begin

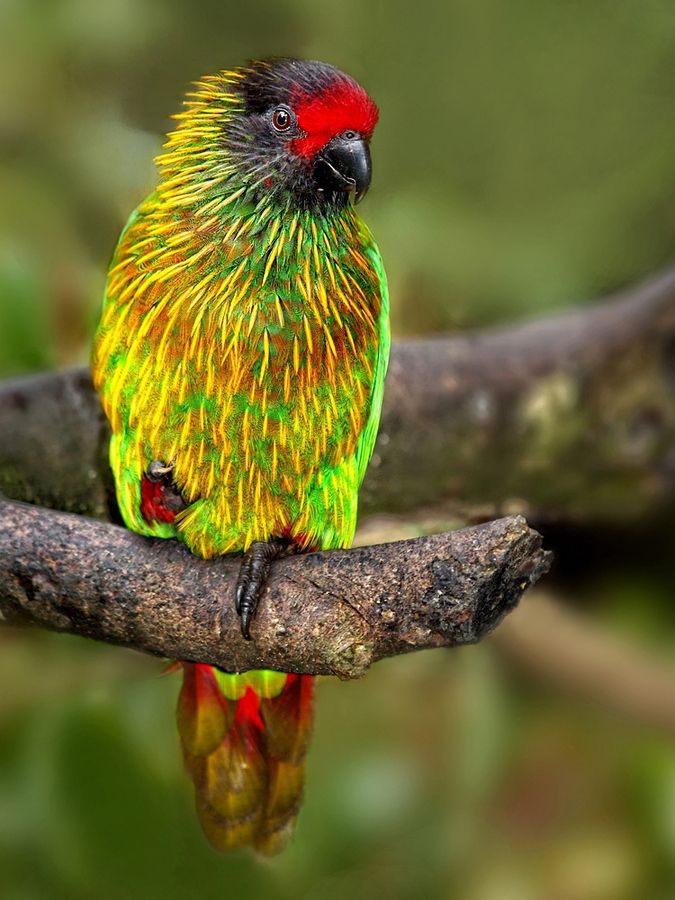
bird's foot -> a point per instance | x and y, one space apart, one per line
159 471
253 574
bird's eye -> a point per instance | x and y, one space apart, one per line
282 118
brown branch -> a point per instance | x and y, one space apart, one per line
323 613
572 416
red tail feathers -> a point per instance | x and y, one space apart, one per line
246 756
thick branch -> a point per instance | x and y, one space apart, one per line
323 613
572 417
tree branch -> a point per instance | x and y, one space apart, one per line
571 417
322 613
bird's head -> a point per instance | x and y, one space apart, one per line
291 129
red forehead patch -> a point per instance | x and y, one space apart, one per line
341 106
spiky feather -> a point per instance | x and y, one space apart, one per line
244 339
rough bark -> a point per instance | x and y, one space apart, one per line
569 417
322 613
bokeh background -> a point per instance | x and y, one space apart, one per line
524 162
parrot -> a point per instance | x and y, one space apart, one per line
240 361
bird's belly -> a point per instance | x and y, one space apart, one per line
258 465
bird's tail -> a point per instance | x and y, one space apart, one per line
244 742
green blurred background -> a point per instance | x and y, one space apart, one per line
524 161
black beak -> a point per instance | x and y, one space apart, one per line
344 165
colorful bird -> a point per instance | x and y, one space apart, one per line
240 359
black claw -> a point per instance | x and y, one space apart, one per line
253 574
159 471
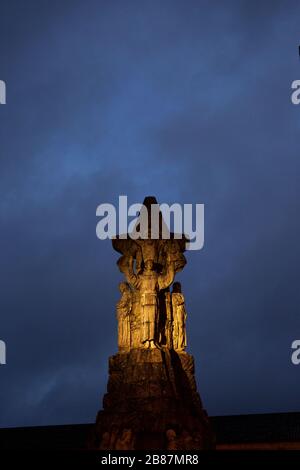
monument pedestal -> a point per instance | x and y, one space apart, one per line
152 403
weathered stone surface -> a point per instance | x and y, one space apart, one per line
154 398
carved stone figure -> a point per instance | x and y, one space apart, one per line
123 315
148 283
171 440
179 318
152 400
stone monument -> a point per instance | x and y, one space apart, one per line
152 401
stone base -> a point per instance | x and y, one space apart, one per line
152 403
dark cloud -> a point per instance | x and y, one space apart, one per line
187 102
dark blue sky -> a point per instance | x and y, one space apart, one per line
185 100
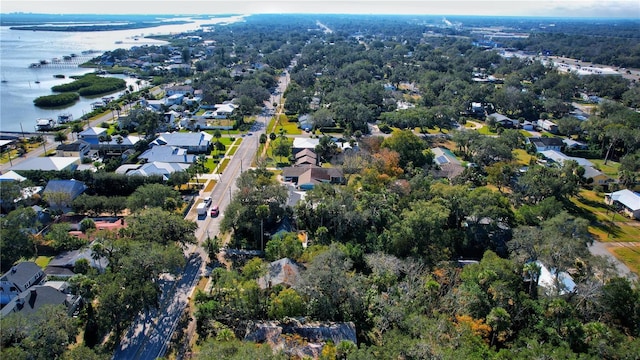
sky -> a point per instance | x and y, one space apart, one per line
552 8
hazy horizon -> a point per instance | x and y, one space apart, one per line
545 8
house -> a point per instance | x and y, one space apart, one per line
448 164
167 154
45 124
64 263
157 168
92 135
284 271
23 275
547 125
48 163
193 142
597 177
306 157
179 90
504 120
78 148
574 145
546 143
119 144
305 122
12 176
527 125
174 99
221 111
560 158
30 301
307 177
547 280
627 200
68 190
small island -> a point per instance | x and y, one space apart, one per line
87 85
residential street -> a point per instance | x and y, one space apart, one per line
149 335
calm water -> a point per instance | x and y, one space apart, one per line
18 49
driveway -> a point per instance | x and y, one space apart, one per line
603 249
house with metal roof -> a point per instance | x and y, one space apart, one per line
193 142
560 158
164 169
30 301
307 177
78 148
626 200
23 275
546 143
92 134
167 154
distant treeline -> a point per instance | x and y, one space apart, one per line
610 50
99 27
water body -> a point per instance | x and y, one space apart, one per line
21 84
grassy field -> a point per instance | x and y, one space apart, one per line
522 157
223 165
282 122
43 261
611 169
630 256
486 131
606 225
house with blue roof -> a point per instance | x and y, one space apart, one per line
448 165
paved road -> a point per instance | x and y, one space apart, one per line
51 144
602 249
151 332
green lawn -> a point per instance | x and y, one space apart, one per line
630 256
522 157
223 165
605 225
611 169
486 131
43 261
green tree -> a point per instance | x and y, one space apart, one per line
62 240
151 195
410 147
16 240
60 136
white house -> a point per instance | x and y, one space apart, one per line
627 200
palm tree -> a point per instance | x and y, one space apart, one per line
60 136
77 128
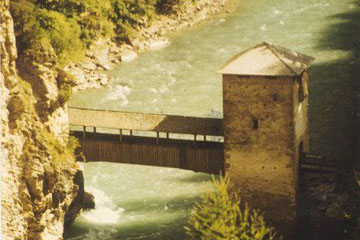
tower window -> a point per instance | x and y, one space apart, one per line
255 124
301 92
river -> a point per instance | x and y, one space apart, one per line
181 79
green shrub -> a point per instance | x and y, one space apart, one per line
66 27
219 217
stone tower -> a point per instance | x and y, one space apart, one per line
266 127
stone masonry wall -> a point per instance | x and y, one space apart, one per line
261 161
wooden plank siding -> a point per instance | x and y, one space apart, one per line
146 122
207 157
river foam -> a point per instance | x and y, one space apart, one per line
105 212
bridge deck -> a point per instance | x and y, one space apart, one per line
207 157
146 122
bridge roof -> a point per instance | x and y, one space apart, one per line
267 59
145 122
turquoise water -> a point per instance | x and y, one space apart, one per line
181 79
138 202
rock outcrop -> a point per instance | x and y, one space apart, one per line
38 165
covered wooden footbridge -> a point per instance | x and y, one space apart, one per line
191 143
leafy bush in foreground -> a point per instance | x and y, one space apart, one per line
219 217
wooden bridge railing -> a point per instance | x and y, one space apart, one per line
145 122
310 162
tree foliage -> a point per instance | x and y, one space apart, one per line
219 217
69 26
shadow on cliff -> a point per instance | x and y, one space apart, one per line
334 117
334 89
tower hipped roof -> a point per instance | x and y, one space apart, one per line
267 59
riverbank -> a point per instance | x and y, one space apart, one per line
104 54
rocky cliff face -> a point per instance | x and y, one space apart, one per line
37 165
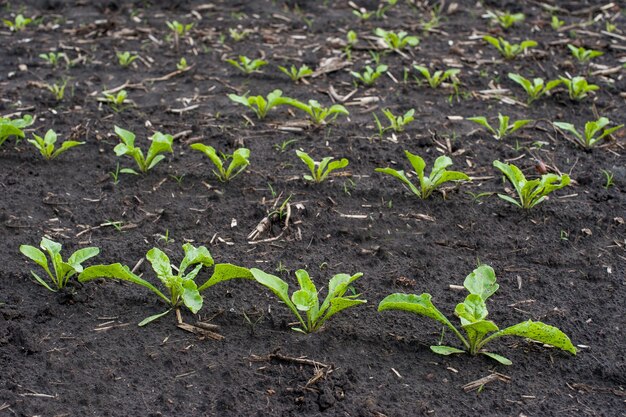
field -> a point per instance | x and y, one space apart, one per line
80 352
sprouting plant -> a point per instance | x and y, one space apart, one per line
481 284
63 271
115 101
578 87
318 114
181 287
438 176
556 23
54 58
239 161
396 123
306 298
182 64
160 144
179 29
509 50
18 24
45 145
247 65
57 89
530 193
438 77
504 127
594 131
369 76
259 104
296 74
13 127
320 169
582 54
505 19
537 88
125 58
396 41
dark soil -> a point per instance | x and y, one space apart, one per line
79 352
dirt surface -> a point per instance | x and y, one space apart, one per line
80 352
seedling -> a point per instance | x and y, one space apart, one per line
320 170
369 76
530 193
505 19
54 58
396 41
160 144
509 50
438 77
438 176
19 24
594 131
319 115
125 58
239 161
296 74
479 331
247 65
180 287
63 271
116 101
13 127
535 89
396 123
504 128
259 104
306 298
578 87
584 55
45 145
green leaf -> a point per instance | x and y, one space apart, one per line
482 282
446 350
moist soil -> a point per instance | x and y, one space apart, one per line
79 352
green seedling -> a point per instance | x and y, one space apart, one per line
19 24
509 50
438 176
369 76
180 286
115 101
125 58
396 123
247 65
582 54
159 145
578 87
396 41
45 145
535 88
481 284
504 128
63 271
259 104
320 170
296 74
54 58
319 115
306 298
594 131
530 193
505 19
13 127
438 77
239 161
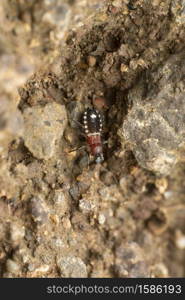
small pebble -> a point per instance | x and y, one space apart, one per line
72 267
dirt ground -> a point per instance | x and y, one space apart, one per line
61 214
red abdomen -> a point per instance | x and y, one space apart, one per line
95 144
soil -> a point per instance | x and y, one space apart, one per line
61 214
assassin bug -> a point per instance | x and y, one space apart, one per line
92 121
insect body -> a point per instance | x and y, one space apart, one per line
92 122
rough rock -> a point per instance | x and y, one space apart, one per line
44 126
71 266
155 127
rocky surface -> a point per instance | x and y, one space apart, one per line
60 214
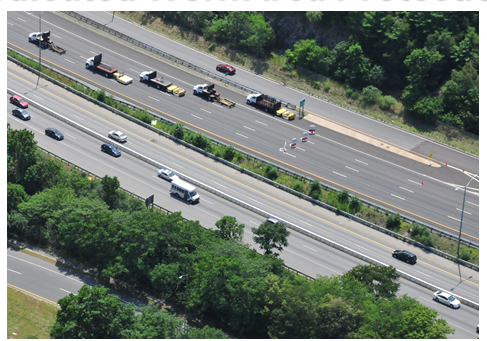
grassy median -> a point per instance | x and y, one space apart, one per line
27 317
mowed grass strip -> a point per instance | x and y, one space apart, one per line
28 317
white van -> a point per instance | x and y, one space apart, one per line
184 190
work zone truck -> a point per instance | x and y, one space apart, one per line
94 63
43 39
150 77
208 92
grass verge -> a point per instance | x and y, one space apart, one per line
28 317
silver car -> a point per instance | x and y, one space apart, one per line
117 135
446 298
167 174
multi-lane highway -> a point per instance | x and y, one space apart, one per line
336 158
303 253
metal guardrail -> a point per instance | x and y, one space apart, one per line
241 203
242 87
262 178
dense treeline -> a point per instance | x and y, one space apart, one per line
432 58
250 294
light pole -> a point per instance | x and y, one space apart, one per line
186 294
461 220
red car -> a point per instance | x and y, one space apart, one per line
19 101
225 68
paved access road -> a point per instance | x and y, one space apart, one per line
339 160
141 179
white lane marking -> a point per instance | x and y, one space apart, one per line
414 182
38 97
77 117
177 165
309 248
305 223
309 260
463 211
339 174
218 184
351 168
57 273
365 163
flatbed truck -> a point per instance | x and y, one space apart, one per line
94 63
44 40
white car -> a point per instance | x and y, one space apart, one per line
167 174
117 135
446 298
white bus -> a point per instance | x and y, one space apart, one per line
184 190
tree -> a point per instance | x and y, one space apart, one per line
228 228
92 314
422 323
110 190
381 280
271 236
15 195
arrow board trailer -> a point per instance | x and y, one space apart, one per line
94 63
184 190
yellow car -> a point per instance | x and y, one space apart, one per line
121 78
280 112
289 116
173 89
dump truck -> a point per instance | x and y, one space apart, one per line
94 63
267 103
44 40
208 92
150 77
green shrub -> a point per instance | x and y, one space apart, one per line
422 235
393 221
298 186
270 172
212 47
229 153
179 130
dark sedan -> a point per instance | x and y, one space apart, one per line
21 113
405 256
54 133
110 149
225 68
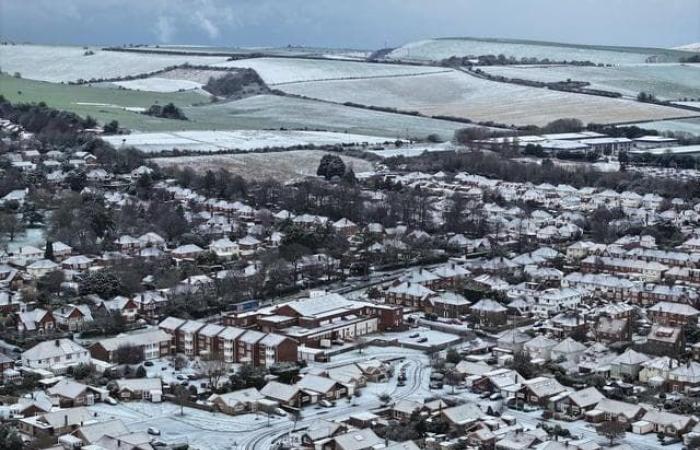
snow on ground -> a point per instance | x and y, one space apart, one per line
437 49
413 150
683 126
157 84
212 141
666 81
201 429
275 71
282 166
63 63
434 338
274 111
31 236
458 94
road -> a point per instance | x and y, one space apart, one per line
416 388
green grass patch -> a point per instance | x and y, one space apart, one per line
102 103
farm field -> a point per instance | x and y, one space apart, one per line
289 51
245 140
257 112
277 71
666 81
282 166
159 84
461 95
437 49
63 63
272 111
102 103
677 126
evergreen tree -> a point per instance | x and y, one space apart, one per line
48 251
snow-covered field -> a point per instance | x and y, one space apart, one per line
281 166
275 71
413 150
158 84
213 141
437 49
677 126
666 81
461 95
271 111
63 63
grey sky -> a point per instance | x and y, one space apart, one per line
348 23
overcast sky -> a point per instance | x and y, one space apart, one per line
365 24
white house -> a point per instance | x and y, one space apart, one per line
56 355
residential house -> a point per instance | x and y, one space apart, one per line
55 355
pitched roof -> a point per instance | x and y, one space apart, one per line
279 391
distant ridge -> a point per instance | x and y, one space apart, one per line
694 47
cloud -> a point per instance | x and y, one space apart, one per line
165 29
357 23
206 24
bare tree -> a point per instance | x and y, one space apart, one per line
214 368
182 395
612 430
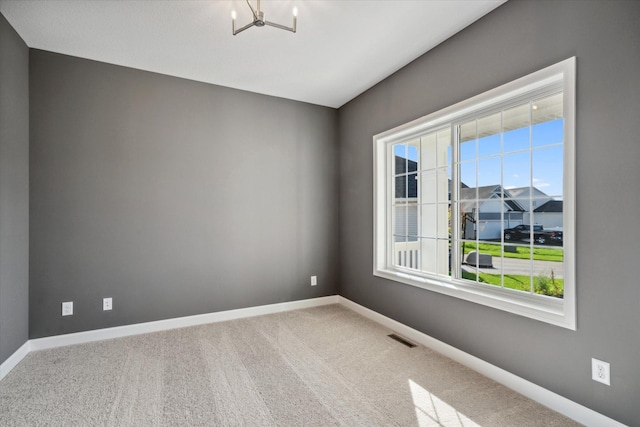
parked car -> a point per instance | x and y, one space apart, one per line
540 235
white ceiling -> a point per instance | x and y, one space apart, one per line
341 48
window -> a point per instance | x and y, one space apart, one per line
477 200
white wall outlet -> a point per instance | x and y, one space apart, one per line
600 371
67 308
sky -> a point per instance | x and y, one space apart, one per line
542 167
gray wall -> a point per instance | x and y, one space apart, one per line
518 38
172 197
14 191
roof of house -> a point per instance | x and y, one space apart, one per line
484 193
550 206
515 192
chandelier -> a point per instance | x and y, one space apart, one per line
259 21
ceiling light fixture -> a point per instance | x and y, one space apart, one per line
259 21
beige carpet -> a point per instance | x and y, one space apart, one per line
323 366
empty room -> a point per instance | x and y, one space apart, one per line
319 212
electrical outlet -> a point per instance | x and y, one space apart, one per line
67 308
600 371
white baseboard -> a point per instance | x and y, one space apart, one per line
548 398
14 359
156 326
558 403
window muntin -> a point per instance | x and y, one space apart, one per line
457 181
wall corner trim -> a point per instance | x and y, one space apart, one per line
545 397
14 359
156 326
541 395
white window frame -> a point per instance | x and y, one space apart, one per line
557 311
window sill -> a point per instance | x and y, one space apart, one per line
559 312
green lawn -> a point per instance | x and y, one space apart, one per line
543 285
522 252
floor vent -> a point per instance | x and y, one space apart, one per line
402 340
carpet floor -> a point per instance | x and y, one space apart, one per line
323 366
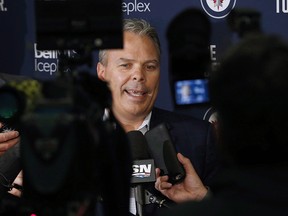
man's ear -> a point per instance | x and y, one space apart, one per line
101 71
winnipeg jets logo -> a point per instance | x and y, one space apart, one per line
218 3
218 8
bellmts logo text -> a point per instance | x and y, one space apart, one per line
2 6
281 6
135 6
45 60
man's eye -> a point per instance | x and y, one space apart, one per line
125 65
151 67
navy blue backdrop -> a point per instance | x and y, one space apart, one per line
19 54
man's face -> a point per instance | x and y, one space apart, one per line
133 76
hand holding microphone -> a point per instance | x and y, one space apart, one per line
191 188
8 139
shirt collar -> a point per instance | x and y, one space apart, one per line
144 127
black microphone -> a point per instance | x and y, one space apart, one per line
143 168
164 153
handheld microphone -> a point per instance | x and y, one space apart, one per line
163 151
143 168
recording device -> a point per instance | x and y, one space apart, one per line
71 157
143 168
191 92
163 151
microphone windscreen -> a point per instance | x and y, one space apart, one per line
138 145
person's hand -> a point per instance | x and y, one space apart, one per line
16 190
8 139
191 188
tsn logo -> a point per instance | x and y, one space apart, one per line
141 170
282 6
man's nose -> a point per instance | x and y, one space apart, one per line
138 74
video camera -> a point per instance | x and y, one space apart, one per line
71 157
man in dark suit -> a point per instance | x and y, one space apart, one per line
252 111
133 75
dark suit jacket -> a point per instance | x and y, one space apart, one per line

end

» **DIRECTION**
Reproduce the lines of the entries above exactly, but only from the line containing "handheld microphone ->" through the final line.

» **CORRECT OUTPUT**
handheld microphone -> a point per instance | x and y, one space apart, one per line
163 151
143 168
recording device -> a point per instance | x and y, one space apart, one per line
71 157
143 168
191 92
163 151
microphone windscreen -> a point per instance | x and y, one space apart, one per line
138 145
person's hand -> a point per instance | x and y, one space apart, one per line
16 190
8 139
191 188
tsn logo -> a point per instance | x and y, one space apart, one per line
141 170
282 6
man's nose -> a point per instance | x and y, one space apart, one per line
138 74
video camera -> a point per instance | x and y, one space apart, one per line
71 157
man in dark suit -> a point per instance | x and y, one space apart, one per line
252 111
133 75
dark suit jacket -> a point per instance | x and y, one space apart, one per line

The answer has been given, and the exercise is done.